**What you need to do**
With the pictures left out, repeat every entry that follows exactly.
----- Dataset records -----
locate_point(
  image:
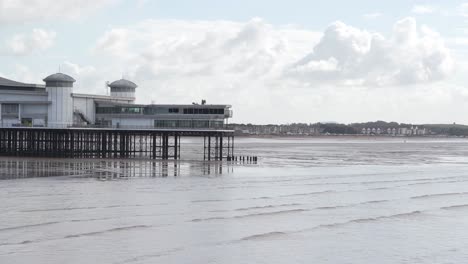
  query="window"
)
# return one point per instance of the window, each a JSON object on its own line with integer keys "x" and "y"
{"x": 10, "y": 109}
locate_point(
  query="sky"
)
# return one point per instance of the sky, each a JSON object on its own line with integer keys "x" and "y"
{"x": 275, "y": 62}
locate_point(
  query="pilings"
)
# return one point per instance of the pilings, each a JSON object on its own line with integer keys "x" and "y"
{"x": 109, "y": 143}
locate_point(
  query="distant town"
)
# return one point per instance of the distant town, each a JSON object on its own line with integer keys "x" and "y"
{"x": 378, "y": 128}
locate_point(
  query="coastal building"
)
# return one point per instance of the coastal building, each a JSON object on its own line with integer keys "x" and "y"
{"x": 55, "y": 104}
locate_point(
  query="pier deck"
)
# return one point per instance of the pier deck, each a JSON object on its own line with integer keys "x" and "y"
{"x": 161, "y": 144}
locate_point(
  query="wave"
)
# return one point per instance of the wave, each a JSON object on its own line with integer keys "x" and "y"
{"x": 453, "y": 207}
{"x": 118, "y": 229}
{"x": 278, "y": 234}
{"x": 249, "y": 215}
{"x": 438, "y": 195}
{"x": 268, "y": 235}
{"x": 306, "y": 194}
{"x": 28, "y": 226}
{"x": 378, "y": 218}
{"x": 267, "y": 206}
{"x": 57, "y": 209}
{"x": 350, "y": 205}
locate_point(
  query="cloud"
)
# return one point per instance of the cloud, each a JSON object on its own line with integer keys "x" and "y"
{"x": 276, "y": 74}
{"x": 463, "y": 9}
{"x": 348, "y": 55}
{"x": 36, "y": 41}
{"x": 423, "y": 9}
{"x": 371, "y": 16}
{"x": 30, "y": 10}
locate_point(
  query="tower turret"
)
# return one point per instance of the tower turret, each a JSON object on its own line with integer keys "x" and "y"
{"x": 123, "y": 88}
{"x": 59, "y": 87}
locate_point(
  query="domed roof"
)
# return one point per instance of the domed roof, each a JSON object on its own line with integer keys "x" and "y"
{"x": 59, "y": 77}
{"x": 122, "y": 83}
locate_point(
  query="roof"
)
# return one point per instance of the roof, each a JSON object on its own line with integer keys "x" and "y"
{"x": 122, "y": 83}
{"x": 10, "y": 83}
{"x": 59, "y": 77}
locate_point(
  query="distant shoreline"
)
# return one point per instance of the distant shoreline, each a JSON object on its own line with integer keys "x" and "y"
{"x": 352, "y": 136}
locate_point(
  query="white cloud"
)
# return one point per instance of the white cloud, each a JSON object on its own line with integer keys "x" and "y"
{"x": 244, "y": 64}
{"x": 463, "y": 9}
{"x": 371, "y": 16}
{"x": 410, "y": 55}
{"x": 36, "y": 41}
{"x": 423, "y": 9}
{"x": 30, "y": 10}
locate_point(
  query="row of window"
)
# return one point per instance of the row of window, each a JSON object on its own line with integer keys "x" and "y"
{"x": 159, "y": 110}
{"x": 10, "y": 109}
{"x": 188, "y": 124}
{"x": 203, "y": 111}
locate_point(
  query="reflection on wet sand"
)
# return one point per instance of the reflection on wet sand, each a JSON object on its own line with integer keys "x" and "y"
{"x": 107, "y": 169}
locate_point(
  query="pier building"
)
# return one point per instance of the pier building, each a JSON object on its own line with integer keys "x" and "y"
{"x": 51, "y": 120}
{"x": 54, "y": 104}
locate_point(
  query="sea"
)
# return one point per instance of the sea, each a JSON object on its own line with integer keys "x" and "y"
{"x": 306, "y": 200}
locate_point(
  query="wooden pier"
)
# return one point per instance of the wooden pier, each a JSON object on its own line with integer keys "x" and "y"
{"x": 163, "y": 144}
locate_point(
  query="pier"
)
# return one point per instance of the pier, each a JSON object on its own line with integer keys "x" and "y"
{"x": 102, "y": 143}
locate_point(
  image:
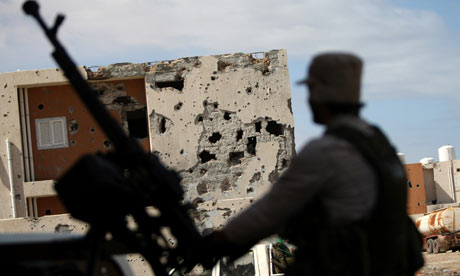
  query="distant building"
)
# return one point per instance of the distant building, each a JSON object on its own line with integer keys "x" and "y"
{"x": 224, "y": 122}
{"x": 434, "y": 185}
-----
**Response below**
locate_point(
  image:
  query="window"
)
# return one point per instance of the window, each a JSON object on its own line with integer keys "x" and "y"
{"x": 10, "y": 109}
locate_point(
  query="sky"
)
# return one point per instance of the sky, each a JSON object on its own line with integer keys "x" and "y"
{"x": 275, "y": 62}
locate_point(
  query="pilings"
)
# return one point per instance of the pilings, each a JSON object on its own line with integer keys "x" and "y"
{"x": 109, "y": 143}
locate_point(
  query="distant town"
)
# return one point per instance of the distant town, each a JSON object on its own line with integer keys "x" and "y"
{"x": 378, "y": 128}
locate_point(
  query="coastal building"
)
# return one point per instance of the coastal building, each a JSON object on its own line with integer keys "x" and "y"
{"x": 55, "y": 104}
locate_point(
  query="pier deck"
)
# return one point per instance of the pier deck, each a JSON object on its own line with integer keys "x" and "y"
{"x": 161, "y": 144}
locate_point(
  query="wave"
)
# return one point per instance of the wave, each a JSON object on its own line with integer keys "x" and "y"
{"x": 453, "y": 207}
{"x": 118, "y": 229}
{"x": 278, "y": 234}
{"x": 249, "y": 215}
{"x": 438, "y": 195}
{"x": 268, "y": 235}
{"x": 306, "y": 194}
{"x": 28, "y": 226}
{"x": 378, "y": 218}
{"x": 267, "y": 206}
{"x": 57, "y": 209}
{"x": 350, "y": 205}
locate_point(
  query="cloud"
)
# return one point per instance of the cloud, each a JSON object on its own line with integer keys "x" and "y"
{"x": 276, "y": 74}
{"x": 463, "y": 9}
{"x": 348, "y": 55}
{"x": 36, "y": 41}
{"x": 423, "y": 9}
{"x": 371, "y": 16}
{"x": 30, "y": 10}
locate_point(
  query="tower turret"
)
# return one point per instance of the tower turret, each a JSON object on its own line with integer keys "x" and "y"
{"x": 123, "y": 88}
{"x": 59, "y": 87}
locate_point(
  query="domed roof"
)
# return one point per instance of the domed roof, each a JSON object on its own line with integer keys "x" and "y"
{"x": 59, "y": 77}
{"x": 122, "y": 83}
locate_point(
  query="roof"
)
# return one point per instance of the roof, each a JSON object on its own line with integer keys "x" and "y"
{"x": 122, "y": 83}
{"x": 10, "y": 83}
{"x": 59, "y": 77}
locate_point(
  query="distant shoreline"
)
# return one point per instance of the distant shoreline, each a JSON object on its own line with integer keys "x" and "y"
{"x": 352, "y": 136}
locate_point(
  query="white cloud"
)
# return one point per instance of the white cloud, each a JSON object on its own line with integer keys "x" and "y"
{"x": 244, "y": 64}
{"x": 463, "y": 9}
{"x": 371, "y": 16}
{"x": 410, "y": 55}
{"x": 36, "y": 41}
{"x": 423, "y": 9}
{"x": 30, "y": 10}
locate_point(
  query="row of window"
)
# return one point per instance of the row of window, each a JSON object on its own line with integer keys "x" and "y"
{"x": 159, "y": 110}
{"x": 10, "y": 109}
{"x": 188, "y": 124}
{"x": 203, "y": 111}
locate_point(
  query="reflection on wet sand"
)
# return one point per instance of the reflection on wet sand, each a JSON object on its own line with integer keys "x" and "y"
{"x": 107, "y": 169}
locate_point(
  query="pier building"
)
# return one point per instance of the pier building, each a JSON object on its own line with integer keys "x" and "y"
{"x": 51, "y": 120}
{"x": 54, "y": 104}
locate_point(
  query="sea"
)
# return one point per instance of the sea, each a JSON object on its own line with integer keys "x" and "y"
{"x": 306, "y": 200}
locate_point(
  query="wooden pier"
)
# return one point per instance of the wooden pier, each a JSON object on its own line with integer keys "x" and "y"
{"x": 163, "y": 144}
locate_point(
  query="pier"
)
# return one point per instance of the pier, each a JSON object on its own line with integer keys "x" and "y"
{"x": 102, "y": 143}
locate_point(
  image:
  query="distant building"
)
# return one point per instance of the distant building, each a JSON object on its own line with integer keys "x" and "y"
{"x": 224, "y": 122}
{"x": 434, "y": 185}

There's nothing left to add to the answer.